EXTRACTED TEXT =
## Start
UGVs are meant to solve Ukraine’s chronic personnel shortages and battlefield casualties and have been rather effective, according to testimonials such as these. The General Staff has credited ground robotic platforms with cutting personnel casualties by up to 30%. In the Azov Corps, a single battalion moves over 40 tons of equipment per month with UGVs.
However, just having more machines is not nearly enough. Ukrainian forces are working to solve a myriad challenges before these machines can live up to their fullest potential, including:
Creating a military doctrine for their use
Establishing sufficient training for their operation
Building the infrastructure to deliver, modify, and repair them
Ironing out spare parts shortages, intercompatibility, and delivery challenges
Figuring out how to employ the menagerie of the dozens of systems in service
“The development of UGVs is one of our priorities: the more tasks robots perform, the more lives of military personnel can be saved,” Defense Minister Mykhailo Fedorov said in a statement.
More doctrine, more training
While remote-controlled ground crawlers existed before the full-scale invasion, mass adoption only exploded in 2026. The number of units using UGVs doubled between January and June. “The majority of brigades don’t have a (specialized) working UGV unit inside,” said Andrei Kushniarou, Commander of the 108 Battalion “Da Vinci Wolves.”
As a result, many units are getting UGVs for the first time without much of an idea of what to do with them, soldiers said in interviews. This applies not just to driving them but planning missions, figuring out what models work best for specific tasks, and which ones to commit to purchasing.
“They began rapidly scaling up UGVs in just over six months,” Electric said. “Before that, there was no systematic use of this in the army. There were only isolated units that were doing something, trying things out.”
## End
SET EXERCISE 1 = Decide whether each statement agrees with the UGV article, answering yes or no and quoting the deciding words: (a) The General Staff credits ground robotic platforms with cutting personnel casualties by up to 30%. (b) The number of units using UGVs tripled between January and June. (c) Andrei Kushniarou said that most brigades have a specialized working UGV unit.
SET EXERCISE 2 = Carry on the UGV article, beginning right after its last sentence.
The entries play no part in any task here.

ENTRIES =
## Start
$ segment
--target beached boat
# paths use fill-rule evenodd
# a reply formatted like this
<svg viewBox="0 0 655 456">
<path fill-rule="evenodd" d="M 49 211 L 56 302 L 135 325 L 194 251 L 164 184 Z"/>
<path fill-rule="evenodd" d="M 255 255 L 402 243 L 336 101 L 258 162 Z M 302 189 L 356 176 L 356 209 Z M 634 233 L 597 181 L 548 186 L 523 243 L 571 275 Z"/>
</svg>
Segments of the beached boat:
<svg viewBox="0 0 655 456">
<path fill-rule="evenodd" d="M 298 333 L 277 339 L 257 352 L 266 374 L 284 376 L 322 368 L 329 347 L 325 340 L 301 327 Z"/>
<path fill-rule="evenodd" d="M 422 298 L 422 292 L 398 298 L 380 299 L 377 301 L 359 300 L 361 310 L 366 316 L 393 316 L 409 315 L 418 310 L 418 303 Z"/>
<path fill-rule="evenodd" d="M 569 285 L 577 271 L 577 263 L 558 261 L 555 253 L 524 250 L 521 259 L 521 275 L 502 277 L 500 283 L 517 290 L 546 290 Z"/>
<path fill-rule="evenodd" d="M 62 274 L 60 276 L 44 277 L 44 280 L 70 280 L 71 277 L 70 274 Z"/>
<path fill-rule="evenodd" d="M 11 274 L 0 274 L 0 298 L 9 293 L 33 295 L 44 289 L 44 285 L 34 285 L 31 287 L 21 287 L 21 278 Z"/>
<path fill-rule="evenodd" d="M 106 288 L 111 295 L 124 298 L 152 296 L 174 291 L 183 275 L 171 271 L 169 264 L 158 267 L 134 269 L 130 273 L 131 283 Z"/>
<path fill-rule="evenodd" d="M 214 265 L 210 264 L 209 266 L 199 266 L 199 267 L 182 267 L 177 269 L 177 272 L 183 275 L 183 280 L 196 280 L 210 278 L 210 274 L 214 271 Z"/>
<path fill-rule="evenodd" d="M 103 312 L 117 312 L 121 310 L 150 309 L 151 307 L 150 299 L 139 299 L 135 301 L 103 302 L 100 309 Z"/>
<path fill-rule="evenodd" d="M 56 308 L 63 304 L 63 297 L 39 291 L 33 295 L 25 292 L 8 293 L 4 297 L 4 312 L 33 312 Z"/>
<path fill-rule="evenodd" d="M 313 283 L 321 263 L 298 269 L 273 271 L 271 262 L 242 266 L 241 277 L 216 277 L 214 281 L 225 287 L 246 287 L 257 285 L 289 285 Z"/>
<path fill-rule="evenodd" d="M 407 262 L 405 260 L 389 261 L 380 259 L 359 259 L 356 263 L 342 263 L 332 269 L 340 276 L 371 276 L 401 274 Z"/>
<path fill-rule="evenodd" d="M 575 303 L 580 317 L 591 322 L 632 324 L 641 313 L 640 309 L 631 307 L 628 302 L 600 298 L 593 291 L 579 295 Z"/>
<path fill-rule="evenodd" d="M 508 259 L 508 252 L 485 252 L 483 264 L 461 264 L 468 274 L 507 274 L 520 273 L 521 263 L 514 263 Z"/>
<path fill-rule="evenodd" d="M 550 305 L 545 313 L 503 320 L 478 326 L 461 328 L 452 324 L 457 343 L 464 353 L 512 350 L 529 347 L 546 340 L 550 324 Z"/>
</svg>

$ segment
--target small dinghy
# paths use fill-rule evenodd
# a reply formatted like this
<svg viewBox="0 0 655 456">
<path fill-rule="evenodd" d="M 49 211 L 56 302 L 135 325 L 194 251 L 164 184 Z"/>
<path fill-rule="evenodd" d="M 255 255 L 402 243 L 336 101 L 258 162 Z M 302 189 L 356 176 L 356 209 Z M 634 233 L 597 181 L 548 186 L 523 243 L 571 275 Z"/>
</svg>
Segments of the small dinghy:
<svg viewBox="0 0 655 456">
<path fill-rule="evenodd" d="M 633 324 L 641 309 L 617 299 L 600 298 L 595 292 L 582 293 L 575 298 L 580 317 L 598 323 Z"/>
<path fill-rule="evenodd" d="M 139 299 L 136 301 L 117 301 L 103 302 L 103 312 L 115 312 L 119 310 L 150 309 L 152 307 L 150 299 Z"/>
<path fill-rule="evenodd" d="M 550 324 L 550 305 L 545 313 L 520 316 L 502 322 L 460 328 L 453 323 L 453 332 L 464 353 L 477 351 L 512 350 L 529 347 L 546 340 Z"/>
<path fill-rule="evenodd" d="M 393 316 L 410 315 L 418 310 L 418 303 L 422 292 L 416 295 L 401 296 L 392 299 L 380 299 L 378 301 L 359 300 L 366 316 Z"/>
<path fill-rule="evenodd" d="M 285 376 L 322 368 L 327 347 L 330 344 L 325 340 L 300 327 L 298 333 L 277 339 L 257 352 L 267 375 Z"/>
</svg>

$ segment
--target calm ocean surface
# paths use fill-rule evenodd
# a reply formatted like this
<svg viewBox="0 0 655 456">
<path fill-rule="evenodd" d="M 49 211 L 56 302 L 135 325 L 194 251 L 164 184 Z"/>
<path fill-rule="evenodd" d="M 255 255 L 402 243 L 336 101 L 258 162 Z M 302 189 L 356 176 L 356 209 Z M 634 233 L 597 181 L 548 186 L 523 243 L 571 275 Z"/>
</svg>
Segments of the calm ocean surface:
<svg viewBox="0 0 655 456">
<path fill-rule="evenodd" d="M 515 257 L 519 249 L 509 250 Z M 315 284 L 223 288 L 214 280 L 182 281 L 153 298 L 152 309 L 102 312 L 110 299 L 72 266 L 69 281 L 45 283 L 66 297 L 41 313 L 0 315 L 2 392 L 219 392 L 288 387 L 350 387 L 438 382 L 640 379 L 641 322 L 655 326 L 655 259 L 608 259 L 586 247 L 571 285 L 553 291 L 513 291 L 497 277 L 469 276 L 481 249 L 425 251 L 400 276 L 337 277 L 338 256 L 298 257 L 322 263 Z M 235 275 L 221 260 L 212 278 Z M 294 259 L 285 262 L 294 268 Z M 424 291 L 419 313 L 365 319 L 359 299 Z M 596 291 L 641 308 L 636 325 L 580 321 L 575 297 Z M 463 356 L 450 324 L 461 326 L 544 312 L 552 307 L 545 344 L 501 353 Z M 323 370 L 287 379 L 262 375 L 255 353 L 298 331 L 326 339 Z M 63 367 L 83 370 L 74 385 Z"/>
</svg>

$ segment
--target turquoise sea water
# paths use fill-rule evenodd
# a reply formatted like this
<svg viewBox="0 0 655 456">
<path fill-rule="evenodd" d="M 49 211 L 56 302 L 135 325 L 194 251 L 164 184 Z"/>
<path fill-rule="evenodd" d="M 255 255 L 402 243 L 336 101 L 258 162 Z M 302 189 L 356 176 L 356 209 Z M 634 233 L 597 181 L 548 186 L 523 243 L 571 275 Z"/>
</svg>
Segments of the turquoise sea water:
## End
WRITTEN RESPONSE 1 =
(a) Yes: "The General Staff has credited ground robotic platforms with cutting personnel casualties by up to 30%."
(b) No: "The number of units using UGVs doubled between January and June."
(c) No: "The majority of brigades don’t have a (specialized) working UGV unit inside,"

WRITTEN RESPONSE 2 =
“Systematic implementation began in just over six months and it scaled up from a dozen units, to hundreds of units. That is, this is an incredibly rapid leap, so there is no doctrine, nothing. There is only the experience of certain successful units, which share it and finally scale it up.”
This is natural: any new way of war requires figuring out. Ukrainian air defenders and UAV operators have had a long and difficult learning process over the past four years before Ukraine began to tip the drone war in its favor. UGVs must tread a similar path.
For the time being, for every story of a UGV rescuing a wounded soldier or capturing a Russian position, there are lesser-known stories of troops flailing about and learning on the job. Kushniarou said he has seen logistics UGV operators using the same route to deliver supplies to front line troops for half a year, as though inviting Russian FPV drones to come and destroy them.
“We have some classes for FPV drones, for the bombers, where they use simulators before taking the real drones. But we don't have this kind of thing for UGV's,” said Olexiy Severin, the financial director of Ukrainian Unmanned Systems, which produces the heavy-duty Ravlyk ground drone for units including the military intelligence (GUR).
Lyuba Shipovich stands near a Ukrainian TERMIT unmanned ground vehicle (UGV). (Photo David Kirichenko)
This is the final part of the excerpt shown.